EXERCISE INSTRUCTIONS: Every line of the material must be set down again without alteration.

▶

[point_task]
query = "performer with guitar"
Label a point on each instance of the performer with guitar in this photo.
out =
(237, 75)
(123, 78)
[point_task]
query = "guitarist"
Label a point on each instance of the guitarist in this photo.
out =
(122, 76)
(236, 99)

◀

RESULT FOR THIS EXERCISE:
[point_task]
query = "performer with guitar"
Label a point on each instance of the performer with guitar in this photo.
out =
(237, 75)
(123, 78)
[point_task]
query = "guitarist"
Label a point on each instance of the guitarist in this photo.
out =
(122, 76)
(236, 99)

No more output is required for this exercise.